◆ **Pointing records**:

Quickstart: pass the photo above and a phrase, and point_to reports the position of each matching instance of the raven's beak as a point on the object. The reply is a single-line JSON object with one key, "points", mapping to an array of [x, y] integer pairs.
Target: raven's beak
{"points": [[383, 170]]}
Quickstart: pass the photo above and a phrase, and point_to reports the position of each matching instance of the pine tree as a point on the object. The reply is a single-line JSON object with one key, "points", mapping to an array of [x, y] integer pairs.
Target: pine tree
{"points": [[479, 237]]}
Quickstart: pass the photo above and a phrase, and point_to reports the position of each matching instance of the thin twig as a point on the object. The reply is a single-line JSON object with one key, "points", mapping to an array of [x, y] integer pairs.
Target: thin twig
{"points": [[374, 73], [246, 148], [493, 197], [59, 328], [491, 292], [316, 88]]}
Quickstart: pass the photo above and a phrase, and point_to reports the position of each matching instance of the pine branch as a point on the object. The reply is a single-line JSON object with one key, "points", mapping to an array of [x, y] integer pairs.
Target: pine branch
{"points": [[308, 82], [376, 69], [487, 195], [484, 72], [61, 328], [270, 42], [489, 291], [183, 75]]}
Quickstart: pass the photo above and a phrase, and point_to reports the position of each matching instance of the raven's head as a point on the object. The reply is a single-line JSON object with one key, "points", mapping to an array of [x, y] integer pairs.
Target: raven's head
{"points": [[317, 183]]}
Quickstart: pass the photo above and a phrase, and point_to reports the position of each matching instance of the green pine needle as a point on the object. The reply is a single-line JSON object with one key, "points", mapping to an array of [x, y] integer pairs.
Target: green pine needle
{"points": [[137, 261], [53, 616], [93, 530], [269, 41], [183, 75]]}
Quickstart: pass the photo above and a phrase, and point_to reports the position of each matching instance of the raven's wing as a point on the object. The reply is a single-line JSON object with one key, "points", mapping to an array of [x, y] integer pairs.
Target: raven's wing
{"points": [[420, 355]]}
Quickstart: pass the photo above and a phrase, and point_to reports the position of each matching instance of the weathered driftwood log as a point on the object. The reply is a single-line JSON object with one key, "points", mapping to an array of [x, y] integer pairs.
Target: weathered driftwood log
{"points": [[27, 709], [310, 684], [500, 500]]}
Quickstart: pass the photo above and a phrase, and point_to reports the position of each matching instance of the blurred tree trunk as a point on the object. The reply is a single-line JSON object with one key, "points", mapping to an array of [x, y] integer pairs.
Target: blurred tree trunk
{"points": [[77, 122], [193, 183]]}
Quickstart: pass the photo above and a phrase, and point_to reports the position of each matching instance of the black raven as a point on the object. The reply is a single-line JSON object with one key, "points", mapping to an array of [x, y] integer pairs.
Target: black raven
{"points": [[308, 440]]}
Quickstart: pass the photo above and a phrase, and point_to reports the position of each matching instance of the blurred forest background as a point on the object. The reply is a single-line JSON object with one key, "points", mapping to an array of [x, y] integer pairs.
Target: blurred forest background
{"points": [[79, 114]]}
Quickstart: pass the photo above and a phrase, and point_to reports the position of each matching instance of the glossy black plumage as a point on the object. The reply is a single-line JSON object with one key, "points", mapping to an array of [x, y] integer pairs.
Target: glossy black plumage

◆ **YOUR GOAL**: Using the exact wording, write out all of the records.

◆ **RESPONSE TO THE EXERCISE**:
Quickstart: pass the photo above and a phrase, and point_to reports the position of each matching instance of the raven's beak as a point on the object. The reply is a single-line JSON object with one key, "points", mapping to an array of [x, y] integer pairs.
Target: raven's beak
{"points": [[383, 170]]}
Quickstart: pass the photo above and a phrase, and point_to reports the position of each matching instance of the pine tree as a point on the object. The reply is a single-line JSON object with one key, "points", mapping to an array of [x, y] integer pairs.
Target: pine tree
{"points": [[479, 237]]}
Quickstart: pass the photo above and a phrase, and point_to reports the position of each matching instance of the thin twig as a point on the object. The reply is a single-line JSON object with one key, "points", mapping to an array of [x, y] integer pairs.
Target: thin twig
{"points": [[374, 73], [246, 148], [493, 197], [59, 328], [491, 292], [316, 88]]}
Quickstart: pass the photo above and a phrase, and point_to reports the position of each matching instance of the pine branch as a point on the object. The reply is a single-line JSON object with one key, "points", mapping to an array of [x, y] integer pairs.
Target: pine branch
{"points": [[308, 82], [376, 69], [487, 195], [484, 72], [61, 328], [270, 42], [489, 291], [183, 75]]}
Quickstart: pass the photo above and a phrase, and point_to reports the position of each matching instance of the raven's head as a point on the object. The reply is a single-line JSON object with one key, "points", mapping to an array of [x, y] integer pairs.
Target: raven's head
{"points": [[317, 183]]}
Quickstart: pass the photo above and a phrase, and point_to reports the position of each matching instance of the green pine needle as a point on the object. The reply is a single-line JSON object with one key, "points", mapping to an array of [x, y] integer pairs.
Target: green pine needle
{"points": [[137, 261], [53, 616], [93, 530], [269, 41], [183, 75]]}
Quickstart: pass the photo above and a phrase, and point_to reports the position of each matching instance of the raven's wing as a point on the object. The reply is a single-line JSON object with one key, "points", mapping to an array of [x, y] integer pairs.
Target: raven's wing
{"points": [[420, 355]]}
Quickstart: pass the photo above and a phrase, and point_to reports the position of each matching instance of the weathered driftwood log as a point on the object. The reply is a single-line JSON object with one key, "points", mapping to an array of [x, y] integer pairs.
Target: weathered driftwood log
{"points": [[27, 709], [310, 684], [500, 500]]}
Quickstart: pass the photo above and a phrase, and point_to reports the position of each matching instance of the blurred tree trunk as a point on the object. The reply is a single-line JSON object with one key, "points", mapping to an array of [x, y] integer pairs.
Target: blurred tree trunk
{"points": [[77, 122], [193, 183]]}
Quickstart: pass the photo above and a phrase, and point_to reports the position of each matching instance of the black raven as a point on the object. The reply is a single-line JSON object with one key, "points", mapping to an array of [x, y] integer pairs.
Target: black raven
{"points": [[308, 440]]}
Quickstart: pass the photo above and a phrase, and point_to reports the position of each matching instance of the blurred forest background as a point on the object. The reply is a single-line JSON object with one key, "points", mapping to an array of [x, y] integer pairs.
Target: blurred forest background
{"points": [[79, 114]]}
Quickstart: pass the photo above and a phrase, and point_to reports the position of each matching instance of the glossy black plumage as a point on the object. The reply is a single-line JSON object with one key, "points", mapping to an array of [x, y] integer pairs.
Target: glossy black plumage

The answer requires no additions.